Selected excerpt Block Start

Op-ed: Antigay Blood Ban and What It Means to be Gay
BY A.W. Strouse
September 04 2012 4:00 AM ET
As The Advocate recently reported, the Food and Drug Administration may review its ban on blood donations by gay and bisexual men. And many of us have probably signed a petition or “liked” a Facebook status denouncing the ban. But before railing against the policy, let’s first consider that the ban symbolizes the gay community’s connection with HIV/AIDS. Let’s think through the implications of parting with such a symbol.
If we are a people with any sense of communal identity, then the epidemic is, however tragically, a part of that identity. Gay men, regardless of serostatus, must reconcile themselves to the disease. And the ban, in lumping us together, attests to that shared experience. Overturning the ban would distance certain gays from a phenomenon that currently defines us all; it would publicly separate those who are HIV-negative from those who are positive; it would symbolically change our communal identity. What’s at stake, then, is the very meaning of being gay.

Selected excerpt Block End
Entries provided Block Start

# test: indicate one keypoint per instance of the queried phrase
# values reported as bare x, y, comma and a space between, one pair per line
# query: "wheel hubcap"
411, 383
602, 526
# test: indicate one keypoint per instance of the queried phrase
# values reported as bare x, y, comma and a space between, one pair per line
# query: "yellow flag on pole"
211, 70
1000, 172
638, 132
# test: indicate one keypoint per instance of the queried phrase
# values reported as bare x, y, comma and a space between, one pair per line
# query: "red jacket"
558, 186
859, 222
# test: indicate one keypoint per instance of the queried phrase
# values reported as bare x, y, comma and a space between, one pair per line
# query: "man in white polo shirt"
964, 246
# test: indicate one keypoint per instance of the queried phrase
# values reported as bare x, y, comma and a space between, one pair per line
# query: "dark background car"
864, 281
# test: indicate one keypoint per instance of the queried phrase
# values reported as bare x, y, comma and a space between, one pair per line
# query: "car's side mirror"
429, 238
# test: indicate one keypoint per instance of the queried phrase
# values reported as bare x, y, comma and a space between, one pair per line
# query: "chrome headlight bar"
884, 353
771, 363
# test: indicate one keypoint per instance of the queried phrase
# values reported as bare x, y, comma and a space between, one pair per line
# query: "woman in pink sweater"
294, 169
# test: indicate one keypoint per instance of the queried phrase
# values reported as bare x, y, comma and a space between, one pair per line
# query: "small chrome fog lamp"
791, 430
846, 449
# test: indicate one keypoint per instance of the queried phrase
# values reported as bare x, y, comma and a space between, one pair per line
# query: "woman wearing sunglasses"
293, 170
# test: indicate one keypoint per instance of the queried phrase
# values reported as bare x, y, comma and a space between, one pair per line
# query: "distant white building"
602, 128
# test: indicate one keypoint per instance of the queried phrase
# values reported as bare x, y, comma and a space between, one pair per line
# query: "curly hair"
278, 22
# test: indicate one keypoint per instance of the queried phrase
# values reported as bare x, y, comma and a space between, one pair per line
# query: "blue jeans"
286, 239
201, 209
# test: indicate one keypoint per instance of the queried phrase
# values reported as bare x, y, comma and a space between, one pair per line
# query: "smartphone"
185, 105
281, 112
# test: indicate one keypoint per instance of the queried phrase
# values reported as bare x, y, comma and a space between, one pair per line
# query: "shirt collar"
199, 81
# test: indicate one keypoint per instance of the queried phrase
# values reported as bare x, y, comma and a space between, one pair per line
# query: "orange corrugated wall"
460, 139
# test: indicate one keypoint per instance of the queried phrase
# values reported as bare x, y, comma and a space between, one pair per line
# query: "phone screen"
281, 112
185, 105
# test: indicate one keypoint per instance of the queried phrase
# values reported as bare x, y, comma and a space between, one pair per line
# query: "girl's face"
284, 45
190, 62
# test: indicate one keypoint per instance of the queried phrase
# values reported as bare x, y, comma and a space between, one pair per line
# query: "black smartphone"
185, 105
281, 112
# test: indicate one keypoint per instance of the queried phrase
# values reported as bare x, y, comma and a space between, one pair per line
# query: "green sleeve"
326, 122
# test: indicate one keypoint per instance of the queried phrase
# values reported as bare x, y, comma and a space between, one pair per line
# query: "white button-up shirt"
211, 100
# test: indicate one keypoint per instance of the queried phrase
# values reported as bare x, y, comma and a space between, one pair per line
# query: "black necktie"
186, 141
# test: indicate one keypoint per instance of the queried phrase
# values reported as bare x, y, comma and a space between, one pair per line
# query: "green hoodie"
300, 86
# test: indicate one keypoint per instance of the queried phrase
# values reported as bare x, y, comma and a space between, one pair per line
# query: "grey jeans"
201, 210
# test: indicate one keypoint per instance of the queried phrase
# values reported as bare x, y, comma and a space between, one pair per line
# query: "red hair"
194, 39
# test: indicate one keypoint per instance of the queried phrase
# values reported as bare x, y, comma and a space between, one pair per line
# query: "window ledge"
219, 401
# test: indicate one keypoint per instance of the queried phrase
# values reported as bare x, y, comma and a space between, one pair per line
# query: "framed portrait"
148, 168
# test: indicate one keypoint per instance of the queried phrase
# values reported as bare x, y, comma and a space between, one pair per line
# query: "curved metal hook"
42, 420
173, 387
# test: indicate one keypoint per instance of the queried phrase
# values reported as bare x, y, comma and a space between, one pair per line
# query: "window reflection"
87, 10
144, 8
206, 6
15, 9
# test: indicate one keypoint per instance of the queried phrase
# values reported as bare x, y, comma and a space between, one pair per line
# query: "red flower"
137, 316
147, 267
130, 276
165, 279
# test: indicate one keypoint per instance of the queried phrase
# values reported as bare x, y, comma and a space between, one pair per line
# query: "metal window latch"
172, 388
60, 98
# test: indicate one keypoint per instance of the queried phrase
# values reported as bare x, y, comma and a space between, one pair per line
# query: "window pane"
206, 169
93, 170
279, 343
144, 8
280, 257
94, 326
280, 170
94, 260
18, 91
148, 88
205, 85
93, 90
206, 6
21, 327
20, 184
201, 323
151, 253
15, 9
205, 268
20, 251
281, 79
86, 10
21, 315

Entries provided Block End

Prompt 1 ▸ Summarize the op-ed on the antigay blood ban in two sentences.
Prompt 2 ▸ Reproduce word for word the portion of the op-ed on the antigay blood ban starting at "If we are a" and ending at "of being gay.".
Prompt 3 ▸ Resume the op-ed on the antigay blood ban from the point where it stops.
The entries have no connection to the op-ed.

Response box 1 ▸ The op-ed notes that the Food and Drug Administration may review its ban on blood donations by gay and bisexual men, and it asks readers to consider, before railing against the policy, that the ban symbolizes the gay community's connection with HIV/AIDS. It argues that the epidemic is part of gay communal identity and that overturning the ban would publicly separate HIV-negative gay men from those who are positive, putting the very meaning of being gay at stake.

Response box 2 ▸
If we are a people with any sense of communal identity, then the epidemic is, however tragically, a part of that identity. Gay men, regardless of serostatus, must reconcile themselves to the disease. And the ban, in lumping us together, attests to that shared experience. Overturning the ban would distance certain gays from a phenomenon that currently defines us all; it would publicly separate those who are HIV-negative from those who are positive; it would symbolically change our communal identity. What’s at stake, then, is the very meaning of being gay.

Response box 3 ▸
HIV/AIDS is inseparable from gay history. Roughly 300,000 of our brothers have died. These men died not simply because of a disease but because of this homophobic society’s genocidal neglect of gay people. And progress in treating the illness has come almost entirely because of the courageous activism of LGBTQ people and allies. The history of this disease is our history. We cannot simply “move on,” and we cannot grant an unwarranted reprieve to the guilty.* Indeed, America has enough of our blood on its hands, and the dead still ache for justice. The ban stands as a monument to the oppression of gay people, and to our resistance. It helps us fulfill our ethical obligation to remember the past, and it maintains our history as a part of our identity. Parting with the ban does not come without a cost.
* There is an ethical value to resentment, as philosophers like Jacques Derrida and Vladimir Jankélévitch have written in their discussions of the Holocaust. Refusing to forgive injustice is, for these thinkers, the most ethical way to relate to the past. To simply “move on” is an outrage against the dead.